*Problems and tasks*
[a] In the adoption text, what lump-sum subsidy amounts toward an adoption are suggested as an option insurance firms could offer infertile policy-holders?
[b] List every source of financing that the adoption text says would, in combination, make adoption a viable alternative for millions of additional Americans.

*Text*
┏━━
Insurance firms could realize that they, too, can provide a specialized type of adoption assistance. That is, they could give infertile policy-holders a choice between lump-sum subsidies toward an adoption, say $15,000 or $20,000, and their standard coverage for treatments designed to achieve pregnancy, which can easily exceed $50,000 per patient. Many people would snap up such an alternative, and their numbers would grow as this became a routine option and as adoption's image continued to improve.

The combination of financing from employers, insurance firms and government tax credits would make adoption a viable alternative and even a desirable goal for millions of additional Americans. Since there's no evidence that the supply of white infants would rise commensurately, the heightened demand would lead to a steady upsurge in the ranks of older, disabled and otherwise needy children moving into permanent homes, both within the United States and from institutions abroad.

On a human level, weaving adoption into the regular patterns of life means people would talk about it even more freely, further dispelling the stereotypes, shedding the embarrassments and addressing the problems. In particular, lifting the stigmas and the shame -- if we're really lucky, combined with less money-driven behavior by practitioners -- would leave women with crisis pregnancies less susceptible to pressure, making the adoptions that do occur more stable and comfortable for everyone concerned.

Just one last vision, for now, this one for my son and daughter and all their kindred spirits who didn't pick their still-unconventional status or the complications that come with it. When the negative influences of money are excised from the process that replaces children's parents, their feelings toward the people who raise them will never be tainted by questions about their self-worth. When adoption becomes as widely accepted as divorce, which it beats hands-down as a productive social institution, and when birth parents are as widely accepted as in-laws, who also run the gamut from wonderful to worrisome, the only people for whom adoption will become an ignominious subject will be those few wayward politicians and baby traders who still defend phony birth certificates, sealed records and enforced separations of blood relatives.
┗━━
*Listed records*
┏━━
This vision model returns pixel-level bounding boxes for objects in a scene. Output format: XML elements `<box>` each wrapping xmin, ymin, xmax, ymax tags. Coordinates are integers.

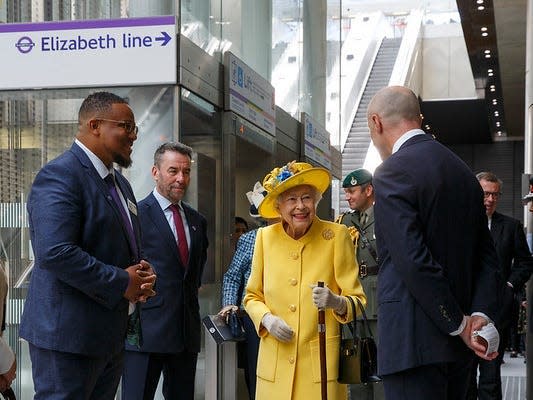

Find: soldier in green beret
<box><xmin>336</xmin><ymin>168</ymin><xmax>384</xmax><ymax>400</ymax></box>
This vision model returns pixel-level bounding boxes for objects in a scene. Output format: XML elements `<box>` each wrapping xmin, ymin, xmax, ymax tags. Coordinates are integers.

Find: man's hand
<box><xmin>124</xmin><ymin>260</ymin><xmax>156</xmax><ymax>303</ymax></box>
<box><xmin>459</xmin><ymin>315</ymin><xmax>498</xmax><ymax>361</ymax></box>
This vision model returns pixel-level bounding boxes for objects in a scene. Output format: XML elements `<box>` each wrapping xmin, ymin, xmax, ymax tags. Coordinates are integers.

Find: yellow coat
<box><xmin>244</xmin><ymin>218</ymin><xmax>366</xmax><ymax>400</ymax></box>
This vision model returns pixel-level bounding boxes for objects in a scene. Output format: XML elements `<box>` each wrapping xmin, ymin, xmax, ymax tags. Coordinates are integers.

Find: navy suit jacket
<box><xmin>126</xmin><ymin>193</ymin><xmax>208</xmax><ymax>353</ymax></box>
<box><xmin>373</xmin><ymin>135</ymin><xmax>499</xmax><ymax>374</ymax></box>
<box><xmin>490</xmin><ymin>212</ymin><xmax>533</xmax><ymax>329</ymax></box>
<box><xmin>20</xmin><ymin>144</ymin><xmax>140</xmax><ymax>356</ymax></box>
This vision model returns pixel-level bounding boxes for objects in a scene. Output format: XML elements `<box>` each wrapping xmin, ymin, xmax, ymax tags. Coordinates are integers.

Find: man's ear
<box><xmin>370</xmin><ymin>114</ymin><xmax>383</xmax><ymax>133</ymax></box>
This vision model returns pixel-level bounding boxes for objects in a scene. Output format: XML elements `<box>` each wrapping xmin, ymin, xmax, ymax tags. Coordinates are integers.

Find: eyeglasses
<box><xmin>483</xmin><ymin>192</ymin><xmax>502</xmax><ymax>200</ymax></box>
<box><xmin>97</xmin><ymin>118</ymin><xmax>139</xmax><ymax>135</ymax></box>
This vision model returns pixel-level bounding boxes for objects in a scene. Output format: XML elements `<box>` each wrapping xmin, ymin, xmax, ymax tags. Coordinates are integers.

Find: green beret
<box><xmin>342</xmin><ymin>168</ymin><xmax>372</xmax><ymax>187</ymax></box>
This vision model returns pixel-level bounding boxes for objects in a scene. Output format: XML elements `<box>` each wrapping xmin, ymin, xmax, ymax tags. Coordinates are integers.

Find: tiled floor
<box><xmin>501</xmin><ymin>353</ymin><xmax>526</xmax><ymax>400</ymax></box>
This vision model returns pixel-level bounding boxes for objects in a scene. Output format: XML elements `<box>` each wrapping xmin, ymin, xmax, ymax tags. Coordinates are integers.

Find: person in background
<box><xmin>122</xmin><ymin>142</ymin><xmax>208</xmax><ymax>400</ymax></box>
<box><xmin>219</xmin><ymin>182</ymin><xmax>270</xmax><ymax>399</ymax></box>
<box><xmin>335</xmin><ymin>168</ymin><xmax>382</xmax><ymax>400</ymax></box>
<box><xmin>367</xmin><ymin>86</ymin><xmax>500</xmax><ymax>400</ymax></box>
<box><xmin>19</xmin><ymin>92</ymin><xmax>156</xmax><ymax>400</ymax></box>
<box><xmin>244</xmin><ymin>161</ymin><xmax>366</xmax><ymax>400</ymax></box>
<box><xmin>0</xmin><ymin>263</ymin><xmax>17</xmax><ymax>393</ymax></box>
<box><xmin>467</xmin><ymin>171</ymin><xmax>533</xmax><ymax>400</ymax></box>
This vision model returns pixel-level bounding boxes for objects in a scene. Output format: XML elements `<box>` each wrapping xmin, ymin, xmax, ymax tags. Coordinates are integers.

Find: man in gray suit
<box><xmin>122</xmin><ymin>142</ymin><xmax>208</xmax><ymax>400</ymax></box>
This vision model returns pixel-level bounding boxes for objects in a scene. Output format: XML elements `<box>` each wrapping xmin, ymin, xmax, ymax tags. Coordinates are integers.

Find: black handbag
<box><xmin>337</xmin><ymin>296</ymin><xmax>381</xmax><ymax>384</ymax></box>
<box><xmin>228</xmin><ymin>310</ymin><xmax>246</xmax><ymax>340</ymax></box>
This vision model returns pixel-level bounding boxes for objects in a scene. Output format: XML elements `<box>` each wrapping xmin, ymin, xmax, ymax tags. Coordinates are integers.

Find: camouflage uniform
<box><xmin>335</xmin><ymin>206</ymin><xmax>385</xmax><ymax>400</ymax></box>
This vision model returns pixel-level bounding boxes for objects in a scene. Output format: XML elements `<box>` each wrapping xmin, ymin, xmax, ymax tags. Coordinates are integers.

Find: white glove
<box><xmin>312</xmin><ymin>285</ymin><xmax>346</xmax><ymax>315</ymax></box>
<box><xmin>261</xmin><ymin>313</ymin><xmax>294</xmax><ymax>342</ymax></box>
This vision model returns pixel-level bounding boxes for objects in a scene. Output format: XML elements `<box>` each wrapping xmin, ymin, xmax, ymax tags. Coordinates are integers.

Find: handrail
<box><xmin>389</xmin><ymin>9</ymin><xmax>424</xmax><ymax>89</ymax></box>
<box><xmin>334</xmin><ymin>12</ymin><xmax>388</xmax><ymax>151</ymax></box>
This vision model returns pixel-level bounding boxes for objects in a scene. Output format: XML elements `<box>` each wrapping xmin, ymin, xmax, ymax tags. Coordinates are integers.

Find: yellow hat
<box><xmin>259</xmin><ymin>161</ymin><xmax>331</xmax><ymax>218</ymax></box>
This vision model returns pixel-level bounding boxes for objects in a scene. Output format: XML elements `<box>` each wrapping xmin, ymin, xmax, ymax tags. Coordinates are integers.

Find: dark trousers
<box><xmin>467</xmin><ymin>354</ymin><xmax>505</xmax><ymax>400</ymax></box>
<box><xmin>29</xmin><ymin>343</ymin><xmax>124</xmax><ymax>400</ymax></box>
<box><xmin>382</xmin><ymin>357</ymin><xmax>472</xmax><ymax>400</ymax></box>
<box><xmin>242</xmin><ymin>313</ymin><xmax>259</xmax><ymax>400</ymax></box>
<box><xmin>466</xmin><ymin>329</ymin><xmax>507</xmax><ymax>400</ymax></box>
<box><xmin>122</xmin><ymin>351</ymin><xmax>198</xmax><ymax>400</ymax></box>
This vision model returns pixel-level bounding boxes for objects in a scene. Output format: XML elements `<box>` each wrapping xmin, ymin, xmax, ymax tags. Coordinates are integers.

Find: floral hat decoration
<box><xmin>258</xmin><ymin>161</ymin><xmax>331</xmax><ymax>218</ymax></box>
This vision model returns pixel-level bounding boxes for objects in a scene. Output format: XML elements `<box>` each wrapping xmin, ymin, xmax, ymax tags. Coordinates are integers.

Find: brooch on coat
<box><xmin>322</xmin><ymin>228</ymin><xmax>335</xmax><ymax>240</ymax></box>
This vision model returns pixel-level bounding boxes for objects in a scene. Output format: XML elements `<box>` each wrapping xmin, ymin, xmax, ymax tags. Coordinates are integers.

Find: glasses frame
<box><xmin>95</xmin><ymin>118</ymin><xmax>139</xmax><ymax>135</ymax></box>
<box><xmin>483</xmin><ymin>191</ymin><xmax>502</xmax><ymax>200</ymax></box>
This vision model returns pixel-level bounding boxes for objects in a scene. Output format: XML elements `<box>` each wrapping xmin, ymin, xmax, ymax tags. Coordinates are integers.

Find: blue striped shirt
<box><xmin>222</xmin><ymin>229</ymin><xmax>257</xmax><ymax>307</ymax></box>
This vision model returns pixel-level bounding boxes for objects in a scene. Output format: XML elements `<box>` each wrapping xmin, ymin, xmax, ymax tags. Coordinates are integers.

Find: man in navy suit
<box><xmin>122</xmin><ymin>142</ymin><xmax>208</xmax><ymax>400</ymax></box>
<box><xmin>367</xmin><ymin>86</ymin><xmax>498</xmax><ymax>400</ymax></box>
<box><xmin>20</xmin><ymin>92</ymin><xmax>155</xmax><ymax>400</ymax></box>
<box><xmin>468</xmin><ymin>171</ymin><xmax>533</xmax><ymax>400</ymax></box>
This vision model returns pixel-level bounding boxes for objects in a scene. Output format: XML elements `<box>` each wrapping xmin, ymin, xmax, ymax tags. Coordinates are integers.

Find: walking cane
<box><xmin>318</xmin><ymin>281</ymin><xmax>328</xmax><ymax>400</ymax></box>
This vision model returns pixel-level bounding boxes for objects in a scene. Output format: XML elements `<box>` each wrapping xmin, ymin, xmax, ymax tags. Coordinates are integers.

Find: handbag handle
<box><xmin>341</xmin><ymin>296</ymin><xmax>374</xmax><ymax>338</ymax></box>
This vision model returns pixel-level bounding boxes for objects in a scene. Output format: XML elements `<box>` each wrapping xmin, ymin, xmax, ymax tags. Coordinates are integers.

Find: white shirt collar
<box><xmin>74</xmin><ymin>139</ymin><xmax>114</xmax><ymax>179</ymax></box>
<box><xmin>152</xmin><ymin>188</ymin><xmax>183</xmax><ymax>211</ymax></box>
<box><xmin>392</xmin><ymin>129</ymin><xmax>426</xmax><ymax>154</ymax></box>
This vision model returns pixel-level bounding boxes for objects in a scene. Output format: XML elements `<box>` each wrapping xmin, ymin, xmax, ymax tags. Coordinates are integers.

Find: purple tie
<box><xmin>104</xmin><ymin>174</ymin><xmax>138</xmax><ymax>259</ymax></box>
<box><xmin>169</xmin><ymin>204</ymin><xmax>189</xmax><ymax>266</ymax></box>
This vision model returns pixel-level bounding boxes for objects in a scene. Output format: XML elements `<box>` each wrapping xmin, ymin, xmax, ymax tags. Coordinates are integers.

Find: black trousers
<box><xmin>122</xmin><ymin>351</ymin><xmax>198</xmax><ymax>400</ymax></box>
<box><xmin>466</xmin><ymin>329</ymin><xmax>508</xmax><ymax>400</ymax></box>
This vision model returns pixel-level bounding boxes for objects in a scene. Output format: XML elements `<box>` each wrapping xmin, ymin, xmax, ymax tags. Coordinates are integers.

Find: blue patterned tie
<box><xmin>104</xmin><ymin>174</ymin><xmax>139</xmax><ymax>259</ymax></box>
<box><xmin>104</xmin><ymin>174</ymin><xmax>142</xmax><ymax>347</ymax></box>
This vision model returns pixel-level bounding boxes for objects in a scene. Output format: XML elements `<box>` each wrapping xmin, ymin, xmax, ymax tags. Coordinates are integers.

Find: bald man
<box><xmin>367</xmin><ymin>86</ymin><xmax>498</xmax><ymax>400</ymax></box>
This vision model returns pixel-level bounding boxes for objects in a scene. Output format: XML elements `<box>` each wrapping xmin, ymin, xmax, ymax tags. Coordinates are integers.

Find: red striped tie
<box><xmin>169</xmin><ymin>204</ymin><xmax>189</xmax><ymax>266</ymax></box>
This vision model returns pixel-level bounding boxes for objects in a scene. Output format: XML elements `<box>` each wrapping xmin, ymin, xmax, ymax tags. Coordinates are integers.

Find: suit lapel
<box><xmin>490</xmin><ymin>212</ymin><xmax>503</xmax><ymax>243</ymax></box>
<box><xmin>143</xmin><ymin>193</ymin><xmax>181</xmax><ymax>264</ymax></box>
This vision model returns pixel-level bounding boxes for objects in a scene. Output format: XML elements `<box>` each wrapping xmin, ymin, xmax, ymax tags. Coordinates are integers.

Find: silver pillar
<box><xmin>524</xmin><ymin>0</ymin><xmax>533</xmax><ymax>399</ymax></box>
<box><xmin>299</xmin><ymin>0</ymin><xmax>328</xmax><ymax>126</ymax></box>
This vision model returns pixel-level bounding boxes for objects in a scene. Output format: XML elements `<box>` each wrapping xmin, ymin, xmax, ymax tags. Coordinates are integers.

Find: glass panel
<box><xmin>271</xmin><ymin>0</ymin><xmax>303</xmax><ymax>119</ymax></box>
<box><xmin>179</xmin><ymin>89</ymin><xmax>220</xmax><ymax>399</ymax></box>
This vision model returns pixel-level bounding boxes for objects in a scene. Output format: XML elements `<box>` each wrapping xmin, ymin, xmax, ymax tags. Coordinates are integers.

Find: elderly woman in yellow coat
<box><xmin>244</xmin><ymin>162</ymin><xmax>366</xmax><ymax>400</ymax></box>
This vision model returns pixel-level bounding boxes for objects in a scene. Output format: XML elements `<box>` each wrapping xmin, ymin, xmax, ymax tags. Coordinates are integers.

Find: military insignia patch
<box><xmin>322</xmin><ymin>228</ymin><xmax>335</xmax><ymax>240</ymax></box>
┗━━
*Set of answers*
[a] $15,000 or $20,000

[b]
- Employers
- Insurance firms
- Government tax credits